Infolge der Bomberangriffe des 04. Dezembers 1944, bei denen weite Teile Heilbronns zerstört wurden, brannte das Hauptgebäude und der Mittelbau des früheren Amtsgerichts komplett aus, der Anbau wurde schwer beschädigt. Daraufhin wurde das Gericht zunächst nach Öhringen evakuiert, um schon kurz nach Kriegsende wieder nach Heilbronn in ehemalige Privathäuser in der Bismarckstraße zurückzukehren.
Nachdem weitere Schäden durch diverse Kampfhandlungen hinzugekommen waren, wurde das Hauptgebäude abgerissen. 1949/50 begann man mit dem Wiederaufbau des Mittelbaus und des neueren Anbaus, in den man zu Beginn des Jahres 1951 einzog. Hierdurch konnte die Raumsituation für die weiteren Justizbehörden – Landgericht und Staatsanwaltschaft – etwas entspannt werden, hatten diese doch nun die Möglichkeit, die vormals vom Amtsgericht in der Bismarckstraße 63 und 67 genutzten Räume zu belegen.

• Datensätze zur Übung

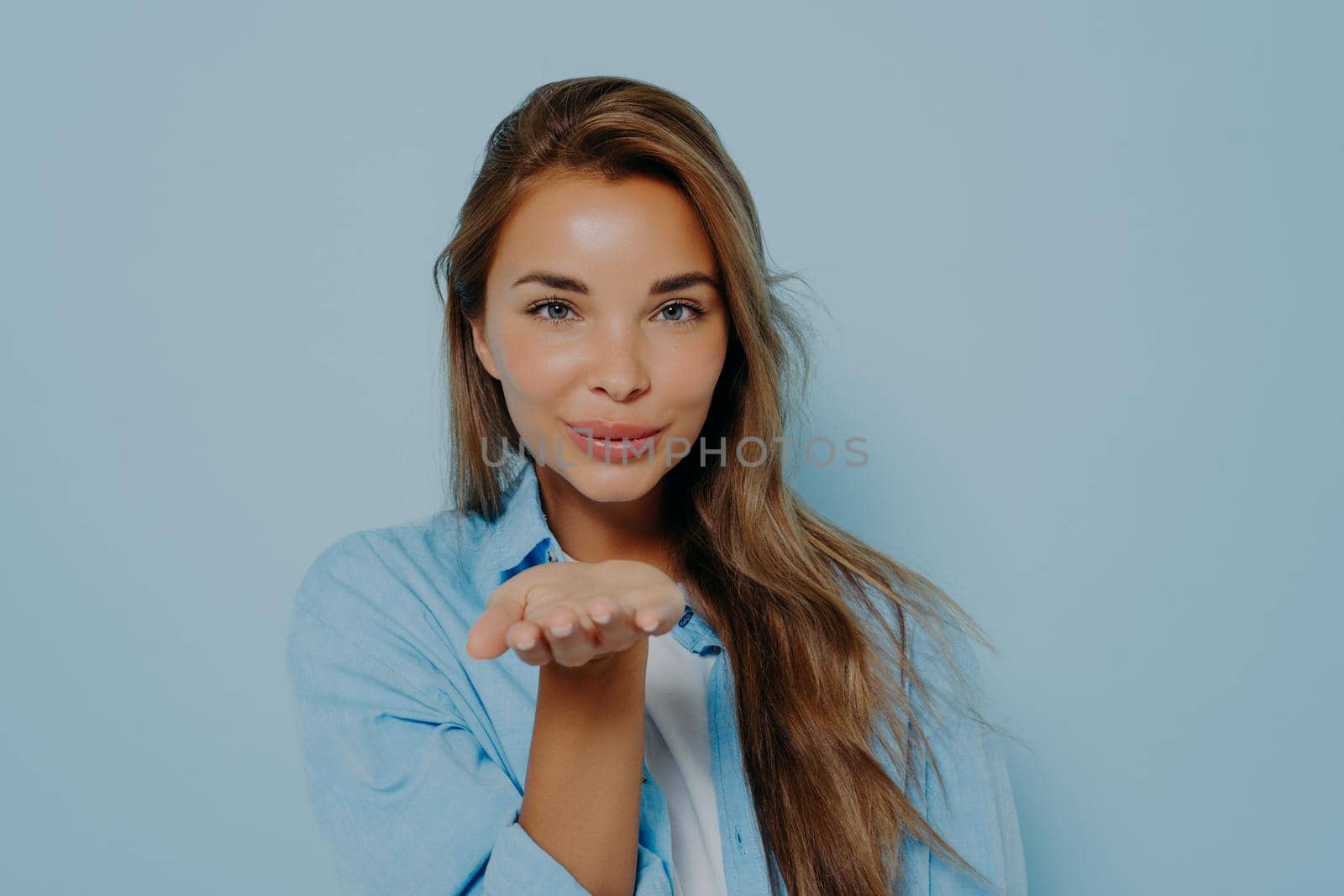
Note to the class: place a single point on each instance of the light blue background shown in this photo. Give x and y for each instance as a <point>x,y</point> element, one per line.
<point>1084,269</point>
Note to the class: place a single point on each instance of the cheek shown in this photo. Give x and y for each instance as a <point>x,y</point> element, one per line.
<point>530,365</point>
<point>694,372</point>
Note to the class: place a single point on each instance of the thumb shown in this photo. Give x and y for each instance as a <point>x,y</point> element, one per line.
<point>487,637</point>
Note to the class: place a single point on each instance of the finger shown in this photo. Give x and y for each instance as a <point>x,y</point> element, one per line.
<point>487,637</point>
<point>528,642</point>
<point>612,625</point>
<point>654,614</point>
<point>571,645</point>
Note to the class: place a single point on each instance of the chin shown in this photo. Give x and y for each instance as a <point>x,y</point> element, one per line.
<point>611,483</point>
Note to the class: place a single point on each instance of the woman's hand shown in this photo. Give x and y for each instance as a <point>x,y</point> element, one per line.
<point>573,613</point>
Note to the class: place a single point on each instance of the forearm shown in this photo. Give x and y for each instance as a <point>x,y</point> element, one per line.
<point>581,801</point>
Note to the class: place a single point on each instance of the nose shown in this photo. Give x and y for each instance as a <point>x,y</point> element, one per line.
<point>617,367</point>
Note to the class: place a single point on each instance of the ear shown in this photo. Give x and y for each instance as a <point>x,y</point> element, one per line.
<point>481,345</point>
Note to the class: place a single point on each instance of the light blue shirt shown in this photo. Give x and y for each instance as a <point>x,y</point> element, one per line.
<point>416,754</point>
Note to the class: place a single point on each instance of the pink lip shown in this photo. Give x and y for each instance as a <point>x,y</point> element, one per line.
<point>613,441</point>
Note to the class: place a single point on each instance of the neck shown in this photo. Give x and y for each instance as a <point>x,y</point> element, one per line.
<point>595,531</point>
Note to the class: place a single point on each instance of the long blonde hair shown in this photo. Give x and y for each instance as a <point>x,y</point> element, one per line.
<point>790,593</point>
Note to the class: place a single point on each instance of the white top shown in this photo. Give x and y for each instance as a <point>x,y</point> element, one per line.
<point>676,748</point>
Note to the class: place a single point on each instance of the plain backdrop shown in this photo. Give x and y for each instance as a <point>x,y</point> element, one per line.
<point>1081,268</point>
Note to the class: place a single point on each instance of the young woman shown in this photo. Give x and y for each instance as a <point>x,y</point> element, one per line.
<point>629,658</point>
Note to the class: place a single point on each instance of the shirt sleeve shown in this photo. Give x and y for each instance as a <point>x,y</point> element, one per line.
<point>407,797</point>
<point>974,808</point>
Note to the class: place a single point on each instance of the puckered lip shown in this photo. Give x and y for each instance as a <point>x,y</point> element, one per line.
<point>615,429</point>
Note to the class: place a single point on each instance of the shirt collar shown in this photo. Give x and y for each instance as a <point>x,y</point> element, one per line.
<point>522,537</point>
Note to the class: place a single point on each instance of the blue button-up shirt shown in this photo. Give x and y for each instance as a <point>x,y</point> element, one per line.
<point>416,754</point>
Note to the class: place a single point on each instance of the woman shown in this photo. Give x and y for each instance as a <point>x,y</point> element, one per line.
<point>709,688</point>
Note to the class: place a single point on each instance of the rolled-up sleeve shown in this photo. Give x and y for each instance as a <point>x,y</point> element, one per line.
<point>407,794</point>
<point>974,808</point>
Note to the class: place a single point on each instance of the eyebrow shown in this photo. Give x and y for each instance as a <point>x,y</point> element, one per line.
<point>659,286</point>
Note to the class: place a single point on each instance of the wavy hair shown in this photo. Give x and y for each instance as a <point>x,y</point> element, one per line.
<point>813,621</point>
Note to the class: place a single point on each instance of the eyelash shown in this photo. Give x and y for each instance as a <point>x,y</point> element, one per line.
<point>555,300</point>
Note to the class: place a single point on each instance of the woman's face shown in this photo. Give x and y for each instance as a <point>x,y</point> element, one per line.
<point>602,308</point>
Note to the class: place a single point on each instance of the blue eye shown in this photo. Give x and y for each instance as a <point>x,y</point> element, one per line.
<point>550,305</point>
<point>683,320</point>
<point>555,307</point>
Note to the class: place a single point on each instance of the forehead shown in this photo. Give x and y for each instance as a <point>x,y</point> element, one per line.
<point>633,230</point>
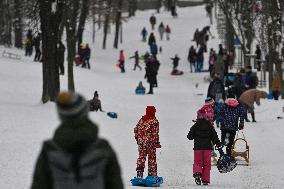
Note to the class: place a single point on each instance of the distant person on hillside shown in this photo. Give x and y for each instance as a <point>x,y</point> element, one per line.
<point>258,57</point>
<point>192,55</point>
<point>153,21</point>
<point>161,30</point>
<point>174,11</point>
<point>95,104</point>
<point>154,49</point>
<point>168,32</point>
<point>151,39</point>
<point>121,61</point>
<point>136,59</point>
<point>144,34</point>
<point>147,138</point>
<point>76,157</point>
<point>175,62</point>
<point>61,57</point>
<point>276,85</point>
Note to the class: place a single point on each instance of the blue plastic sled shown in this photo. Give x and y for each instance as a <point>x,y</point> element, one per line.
<point>140,91</point>
<point>225,163</point>
<point>149,181</point>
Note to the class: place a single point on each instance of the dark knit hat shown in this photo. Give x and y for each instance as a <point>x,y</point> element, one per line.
<point>71,106</point>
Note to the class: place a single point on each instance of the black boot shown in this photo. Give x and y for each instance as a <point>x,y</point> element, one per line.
<point>197,177</point>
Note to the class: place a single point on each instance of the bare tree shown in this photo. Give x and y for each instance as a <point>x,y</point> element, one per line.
<point>50,12</point>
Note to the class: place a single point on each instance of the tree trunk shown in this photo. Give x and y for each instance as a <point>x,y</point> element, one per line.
<point>50,21</point>
<point>106,23</point>
<point>82,20</point>
<point>72,8</point>
<point>117,24</point>
<point>18,25</point>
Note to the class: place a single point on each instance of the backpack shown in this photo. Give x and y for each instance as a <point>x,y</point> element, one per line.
<point>91,167</point>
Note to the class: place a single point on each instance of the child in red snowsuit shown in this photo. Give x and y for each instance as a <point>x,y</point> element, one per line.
<point>204,135</point>
<point>147,138</point>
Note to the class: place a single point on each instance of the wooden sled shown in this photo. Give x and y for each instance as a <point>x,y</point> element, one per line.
<point>11,55</point>
<point>244,154</point>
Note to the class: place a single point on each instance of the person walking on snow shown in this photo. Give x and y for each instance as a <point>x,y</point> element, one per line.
<point>153,21</point>
<point>203,134</point>
<point>151,39</point>
<point>208,107</point>
<point>175,62</point>
<point>121,61</point>
<point>161,30</point>
<point>168,32</point>
<point>144,34</point>
<point>233,120</point>
<point>192,58</point>
<point>76,157</point>
<point>136,57</point>
<point>147,138</point>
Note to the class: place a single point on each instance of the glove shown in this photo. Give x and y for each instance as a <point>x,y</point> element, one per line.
<point>241,126</point>
<point>158,145</point>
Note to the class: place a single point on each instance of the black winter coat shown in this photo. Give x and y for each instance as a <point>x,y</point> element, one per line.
<point>204,135</point>
<point>74,138</point>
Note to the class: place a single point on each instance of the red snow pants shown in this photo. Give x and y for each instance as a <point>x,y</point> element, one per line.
<point>202,164</point>
<point>145,151</point>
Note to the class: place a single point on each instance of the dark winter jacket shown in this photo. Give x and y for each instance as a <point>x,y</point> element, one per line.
<point>200,55</point>
<point>151,40</point>
<point>175,62</point>
<point>192,55</point>
<point>154,49</point>
<point>203,134</point>
<point>75,144</point>
<point>233,116</point>
<point>216,90</point>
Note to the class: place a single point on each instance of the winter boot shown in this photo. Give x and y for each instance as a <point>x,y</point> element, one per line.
<point>205,183</point>
<point>253,117</point>
<point>139,174</point>
<point>197,177</point>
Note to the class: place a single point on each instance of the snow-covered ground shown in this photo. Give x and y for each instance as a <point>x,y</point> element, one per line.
<point>25,122</point>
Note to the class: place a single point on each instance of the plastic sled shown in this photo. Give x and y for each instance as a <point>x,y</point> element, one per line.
<point>149,181</point>
<point>177,72</point>
<point>112,115</point>
<point>244,154</point>
<point>225,163</point>
<point>140,91</point>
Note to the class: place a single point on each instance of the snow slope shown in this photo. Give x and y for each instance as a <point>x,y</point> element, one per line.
<point>25,122</point>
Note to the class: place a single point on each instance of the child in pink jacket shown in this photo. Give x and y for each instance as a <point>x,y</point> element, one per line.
<point>204,136</point>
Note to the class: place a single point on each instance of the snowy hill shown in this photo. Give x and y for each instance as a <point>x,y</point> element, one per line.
<point>25,123</point>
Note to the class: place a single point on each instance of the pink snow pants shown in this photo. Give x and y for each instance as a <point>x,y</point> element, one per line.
<point>152,163</point>
<point>202,164</point>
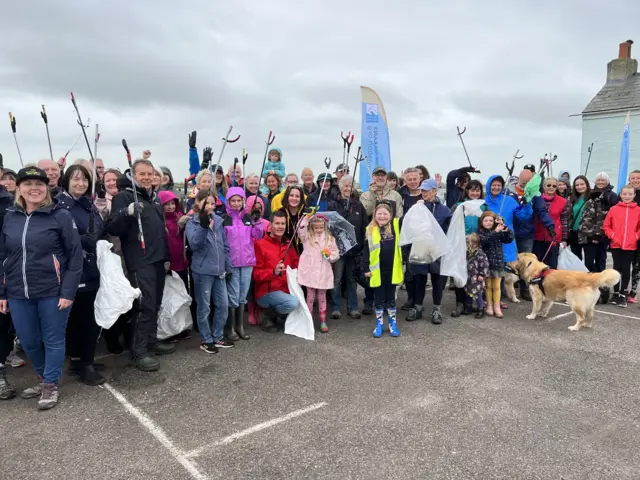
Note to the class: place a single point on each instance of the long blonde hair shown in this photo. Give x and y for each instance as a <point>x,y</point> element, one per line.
<point>374,223</point>
<point>311,233</point>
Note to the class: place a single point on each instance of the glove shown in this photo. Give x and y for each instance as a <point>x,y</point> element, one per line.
<point>207,153</point>
<point>205,220</point>
<point>134,209</point>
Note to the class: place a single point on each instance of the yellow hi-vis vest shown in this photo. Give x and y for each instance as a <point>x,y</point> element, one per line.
<point>374,257</point>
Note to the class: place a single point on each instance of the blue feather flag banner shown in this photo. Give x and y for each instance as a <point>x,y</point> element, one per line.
<point>624,155</point>
<point>374,138</point>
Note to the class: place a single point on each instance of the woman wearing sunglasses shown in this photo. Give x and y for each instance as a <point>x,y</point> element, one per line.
<point>545,244</point>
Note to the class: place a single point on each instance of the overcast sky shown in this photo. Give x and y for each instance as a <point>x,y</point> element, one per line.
<point>152,71</point>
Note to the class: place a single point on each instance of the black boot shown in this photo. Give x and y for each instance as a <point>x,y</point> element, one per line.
<point>6,390</point>
<point>240,323</point>
<point>230,326</point>
<point>89,376</point>
<point>267,322</point>
<point>409,304</point>
<point>458,310</point>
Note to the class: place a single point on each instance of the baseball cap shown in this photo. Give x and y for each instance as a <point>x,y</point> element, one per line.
<point>31,173</point>
<point>429,184</point>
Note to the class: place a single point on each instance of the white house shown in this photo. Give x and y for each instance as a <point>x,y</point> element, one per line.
<point>603,118</point>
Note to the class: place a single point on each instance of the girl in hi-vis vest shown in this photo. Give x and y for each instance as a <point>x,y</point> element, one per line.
<point>382,264</point>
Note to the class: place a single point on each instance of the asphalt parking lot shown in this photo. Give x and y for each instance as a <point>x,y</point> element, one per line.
<point>487,399</point>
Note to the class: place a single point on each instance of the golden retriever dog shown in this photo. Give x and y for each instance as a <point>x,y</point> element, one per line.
<point>509,283</point>
<point>579,289</point>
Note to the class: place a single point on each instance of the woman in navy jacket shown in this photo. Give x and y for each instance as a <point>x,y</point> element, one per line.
<point>41,258</point>
<point>82,330</point>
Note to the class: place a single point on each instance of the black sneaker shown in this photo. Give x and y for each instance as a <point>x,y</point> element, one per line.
<point>209,348</point>
<point>224,343</point>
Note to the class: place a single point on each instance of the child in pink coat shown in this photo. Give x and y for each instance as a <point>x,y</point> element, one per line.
<point>314,270</point>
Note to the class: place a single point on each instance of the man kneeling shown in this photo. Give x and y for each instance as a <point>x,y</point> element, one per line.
<point>270,274</point>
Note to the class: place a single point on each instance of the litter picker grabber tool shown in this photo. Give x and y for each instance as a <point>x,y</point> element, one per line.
<point>225,140</point>
<point>348,140</point>
<point>245,155</point>
<point>460,133</point>
<point>510,173</point>
<point>43,114</point>
<point>358,158</point>
<point>270,139</point>
<point>86,139</point>
<point>590,150</point>
<point>135,194</point>
<point>233,177</point>
<point>12,122</point>
<point>327,164</point>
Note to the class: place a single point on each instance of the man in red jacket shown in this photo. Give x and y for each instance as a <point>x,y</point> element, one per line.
<point>270,274</point>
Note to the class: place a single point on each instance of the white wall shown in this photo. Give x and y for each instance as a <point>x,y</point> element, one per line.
<point>606,134</point>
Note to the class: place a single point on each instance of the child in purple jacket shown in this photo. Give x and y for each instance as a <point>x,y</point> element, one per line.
<point>242,229</point>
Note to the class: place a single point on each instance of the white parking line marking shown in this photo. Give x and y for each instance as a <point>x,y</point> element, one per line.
<point>602,311</point>
<point>159,435</point>
<point>254,429</point>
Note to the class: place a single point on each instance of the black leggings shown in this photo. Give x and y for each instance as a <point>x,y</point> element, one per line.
<point>420,285</point>
<point>82,330</point>
<point>622,260</point>
<point>6,336</point>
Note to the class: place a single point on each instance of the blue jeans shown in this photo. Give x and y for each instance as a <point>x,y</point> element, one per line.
<point>344,267</point>
<point>207,287</point>
<point>238,287</point>
<point>284,303</point>
<point>42,329</point>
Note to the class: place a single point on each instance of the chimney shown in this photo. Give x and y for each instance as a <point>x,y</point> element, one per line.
<point>625,49</point>
<point>623,67</point>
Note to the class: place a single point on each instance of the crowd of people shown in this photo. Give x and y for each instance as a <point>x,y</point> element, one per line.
<point>231,239</point>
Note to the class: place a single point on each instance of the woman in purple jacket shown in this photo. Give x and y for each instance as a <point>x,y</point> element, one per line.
<point>241,229</point>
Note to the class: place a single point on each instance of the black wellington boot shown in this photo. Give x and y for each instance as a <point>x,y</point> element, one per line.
<point>230,326</point>
<point>240,323</point>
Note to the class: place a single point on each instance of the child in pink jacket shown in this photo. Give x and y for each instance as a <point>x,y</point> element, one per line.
<point>314,270</point>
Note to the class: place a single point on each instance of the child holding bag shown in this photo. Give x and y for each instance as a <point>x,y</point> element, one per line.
<point>314,270</point>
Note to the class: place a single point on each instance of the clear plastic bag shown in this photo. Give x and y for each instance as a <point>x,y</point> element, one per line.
<point>299,322</point>
<point>175,315</point>
<point>454,262</point>
<point>115,295</point>
<point>567,260</point>
<point>421,230</point>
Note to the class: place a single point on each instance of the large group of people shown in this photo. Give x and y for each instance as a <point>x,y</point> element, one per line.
<point>231,240</point>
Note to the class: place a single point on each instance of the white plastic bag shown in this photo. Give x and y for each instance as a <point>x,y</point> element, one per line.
<point>115,295</point>
<point>567,260</point>
<point>421,230</point>
<point>299,322</point>
<point>175,315</point>
<point>454,263</point>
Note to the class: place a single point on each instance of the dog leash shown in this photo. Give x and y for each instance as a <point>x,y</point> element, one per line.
<point>548,250</point>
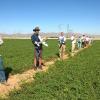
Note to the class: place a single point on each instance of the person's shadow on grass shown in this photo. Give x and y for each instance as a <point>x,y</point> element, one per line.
<point>8,70</point>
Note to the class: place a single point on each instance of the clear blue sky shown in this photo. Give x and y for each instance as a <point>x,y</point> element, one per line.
<point>51,15</point>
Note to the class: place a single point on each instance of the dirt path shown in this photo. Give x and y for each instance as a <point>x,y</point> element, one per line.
<point>15,81</point>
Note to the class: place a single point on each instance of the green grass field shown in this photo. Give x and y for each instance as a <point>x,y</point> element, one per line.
<point>18,54</point>
<point>77,78</point>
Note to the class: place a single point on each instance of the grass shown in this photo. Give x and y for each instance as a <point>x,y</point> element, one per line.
<point>77,78</point>
<point>18,54</point>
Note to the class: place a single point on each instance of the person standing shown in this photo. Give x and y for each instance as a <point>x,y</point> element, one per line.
<point>1,40</point>
<point>83,41</point>
<point>62,46</point>
<point>37,41</point>
<point>79,42</point>
<point>73,40</point>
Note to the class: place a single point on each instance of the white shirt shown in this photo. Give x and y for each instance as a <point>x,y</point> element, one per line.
<point>73,39</point>
<point>62,39</point>
<point>87,38</point>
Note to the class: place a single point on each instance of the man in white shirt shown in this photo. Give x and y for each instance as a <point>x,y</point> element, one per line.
<point>1,40</point>
<point>62,46</point>
<point>73,40</point>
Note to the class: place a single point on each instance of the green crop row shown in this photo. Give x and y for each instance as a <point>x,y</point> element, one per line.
<point>77,78</point>
<point>18,54</point>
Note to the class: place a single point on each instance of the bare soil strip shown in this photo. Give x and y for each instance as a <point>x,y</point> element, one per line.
<point>15,81</point>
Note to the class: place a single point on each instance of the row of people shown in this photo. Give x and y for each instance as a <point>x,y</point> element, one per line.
<point>79,42</point>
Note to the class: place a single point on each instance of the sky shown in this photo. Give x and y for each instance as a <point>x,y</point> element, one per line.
<point>21,16</point>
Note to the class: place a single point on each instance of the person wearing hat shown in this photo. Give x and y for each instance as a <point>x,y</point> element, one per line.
<point>37,41</point>
<point>73,40</point>
<point>62,40</point>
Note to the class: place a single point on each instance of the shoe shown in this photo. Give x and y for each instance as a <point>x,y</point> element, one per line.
<point>42,64</point>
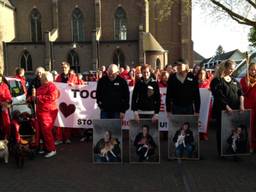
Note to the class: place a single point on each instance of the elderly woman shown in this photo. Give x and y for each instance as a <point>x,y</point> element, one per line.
<point>248,84</point>
<point>5,100</point>
<point>227,94</point>
<point>46,96</point>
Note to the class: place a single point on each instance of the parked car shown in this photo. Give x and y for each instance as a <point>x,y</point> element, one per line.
<point>18,95</point>
<point>241,68</point>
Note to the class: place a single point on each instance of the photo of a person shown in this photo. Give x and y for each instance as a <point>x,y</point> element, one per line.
<point>107,149</point>
<point>184,141</point>
<point>107,141</point>
<point>183,137</point>
<point>144,143</point>
<point>237,141</point>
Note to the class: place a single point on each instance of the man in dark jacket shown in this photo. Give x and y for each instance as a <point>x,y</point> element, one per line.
<point>112,94</point>
<point>182,95</point>
<point>146,96</point>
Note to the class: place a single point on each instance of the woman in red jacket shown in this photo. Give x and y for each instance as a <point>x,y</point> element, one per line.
<point>5,100</point>
<point>248,84</point>
<point>46,96</point>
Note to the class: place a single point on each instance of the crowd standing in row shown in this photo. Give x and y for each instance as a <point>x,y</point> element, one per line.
<point>112,95</point>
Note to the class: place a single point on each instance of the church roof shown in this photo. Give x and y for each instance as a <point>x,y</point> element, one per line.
<point>150,43</point>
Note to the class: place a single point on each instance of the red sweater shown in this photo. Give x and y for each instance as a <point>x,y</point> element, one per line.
<point>47,95</point>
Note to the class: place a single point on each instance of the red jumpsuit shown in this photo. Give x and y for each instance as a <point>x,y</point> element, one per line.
<point>250,103</point>
<point>5,96</point>
<point>23,83</point>
<point>205,84</point>
<point>64,134</point>
<point>46,112</point>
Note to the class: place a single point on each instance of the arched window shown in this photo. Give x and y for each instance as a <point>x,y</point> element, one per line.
<point>26,61</point>
<point>158,63</point>
<point>120,24</point>
<point>73,60</point>
<point>78,25</point>
<point>118,58</point>
<point>36,28</point>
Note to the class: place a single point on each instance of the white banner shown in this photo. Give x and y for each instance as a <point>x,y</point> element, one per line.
<point>77,107</point>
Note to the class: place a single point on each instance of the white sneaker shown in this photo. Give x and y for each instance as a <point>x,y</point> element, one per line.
<point>50,154</point>
<point>57,142</point>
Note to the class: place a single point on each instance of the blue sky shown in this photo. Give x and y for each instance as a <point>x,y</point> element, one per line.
<point>208,34</point>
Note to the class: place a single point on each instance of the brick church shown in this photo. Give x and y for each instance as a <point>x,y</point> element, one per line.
<point>92,33</point>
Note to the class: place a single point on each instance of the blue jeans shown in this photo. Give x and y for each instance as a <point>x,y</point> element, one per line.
<point>109,115</point>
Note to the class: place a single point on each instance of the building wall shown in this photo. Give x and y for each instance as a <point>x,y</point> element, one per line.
<point>174,32</point>
<point>23,11</point>
<point>130,51</point>
<point>152,56</point>
<point>65,18</point>
<point>60,52</point>
<point>7,32</point>
<point>14,52</point>
<point>133,11</point>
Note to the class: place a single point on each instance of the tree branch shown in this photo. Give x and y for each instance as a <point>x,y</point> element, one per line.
<point>239,18</point>
<point>253,4</point>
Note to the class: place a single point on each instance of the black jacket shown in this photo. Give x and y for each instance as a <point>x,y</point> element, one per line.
<point>113,96</point>
<point>143,100</point>
<point>225,93</point>
<point>183,94</point>
<point>189,138</point>
<point>241,144</point>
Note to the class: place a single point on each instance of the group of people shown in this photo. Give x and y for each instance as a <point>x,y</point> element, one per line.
<point>113,96</point>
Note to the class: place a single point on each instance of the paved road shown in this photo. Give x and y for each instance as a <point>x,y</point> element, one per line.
<point>72,170</point>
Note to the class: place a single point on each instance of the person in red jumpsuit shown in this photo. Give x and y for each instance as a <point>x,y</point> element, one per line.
<point>46,111</point>
<point>5,100</point>
<point>204,82</point>
<point>248,84</point>
<point>64,134</point>
<point>20,74</point>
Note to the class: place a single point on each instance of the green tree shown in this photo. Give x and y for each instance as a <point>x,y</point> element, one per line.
<point>220,50</point>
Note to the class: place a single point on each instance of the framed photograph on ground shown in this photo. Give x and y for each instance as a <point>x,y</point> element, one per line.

• Arbeitsanweisungen
• a. Kannst du den Seitenauszug über das frühere Heilbronner Amtsgericht vollständig und wortgetreu wiedergeben?
• b. Kannst du nur den Abschnitt der Datensätze, der mit der Zeile mit „man in dark“ beginnt und mit der Zeile mit „<point>57,142</point>“ endet, beide eingeschlossen, als zweispaltige CSV mit den Spalten „Aufforderung“ und „Antwort“ darstellen? Jede Aufforderung bekommt eine Zeile, jedes Feld steht in Anführungszeichen, und Zeilenumbrüche werden durch Leerzeichen ersetzt.

• Lösungen
• a.
Infolge der Bomberangriffe des 04. Dezembers 1944, bei denen weite Teile Heilbronns zerstört wurden, brannte das Hauptgebäude und der Mittelbau des früheren Amtsgerichts komplett aus, der Anbau wurde schwer beschädigt. Daraufhin wurde das Gericht zunächst nach Öhringen evakuiert, um schon kurz nach Kriegsende wieder nach Heilbronn in ehemalige Privathäuser in der Bismarckstraße zurückzukehren.
Nachdem weitere Schäden durch diverse Kampfhandlungen hinzugekommen waren, wurde das Hauptgebäude abgerissen. 1949/50 begann man mit dem Wiederaufbau des Mittelbaus und des neueren Anbaus, in den man zu Beginn des Jahres 1951 einzog. Hierdurch konnte die Raumsituation für die weiteren Justizbehörden – Landgericht und Staatsanwaltschaft – etwas entspannt werden, hatten diese doch nun die Möglichkeit, die vormals vom Amtsgericht in der Bismarckstraße 63 und 67 genutzten Räume zu belegen.

• b.
Aufforderung,Antwort
"Note to the class: place a single point on each instance of the man in dark jacket shown in this photo. Give x and y for each instance as a <point>x,y</point> element, one per line.","<point>112,94</point> <point>182,95</point> <point>146,96</point>"
"Note to the class: place a single point on each instance of the woman in red jacket shown in this photo. Give x and y for each instance as a <point>x,y</point> element, one per line.","<point>5,100</point> <point>248,84</point> <point>46,96</point>"
"Note to the class: place a single point on each instance of the crowd standing in row shown in this photo. Give x and y for each instance as a <point>x,y</point> element, one per line.","<point>112,95</point>"
"Note to the class: place a single point on each instance of the church roof shown in this photo. Give x and y for each instance as a <point>x,y</point> element, one per line.","<point>150,43</point>"
"Note to the class: place a single point on each instance of the red sweater shown in this photo. Give x and y for each instance as a <point>x,y</point> element, one per line.","<point>47,95</point>"
"Note to the class: place a single point on each instance of the red jumpsuit shown in this photo. Give x and y for each instance as a <point>x,y</point> element, one per line.","<point>250,103</point> <point>5,96</point> <point>23,83</point> <point>205,84</point> <point>64,134</point> <point>46,112</point>"
"Note to the class: place a single point on each instance of the arched window shown in this photo. Give x and y for each instance as a <point>x,y</point> element, one per line.","<point>26,61</point> <point>158,63</point> <point>120,24</point> <point>73,60</point> <point>78,25</point> <point>118,58</point> <point>36,28</point>"
"Note to the class: place a single point on each instance of the white banner shown in this photo. Give x and y for each instance as a <point>x,y</point> element, one per line.","<point>77,107</point>"
"Note to the class: place a single point on each instance of the white sneaker shown in this photo. Give x and y for each instance as a <point>x,y</point> element, one per line.","<point>50,154</point> <point>57,142</point>"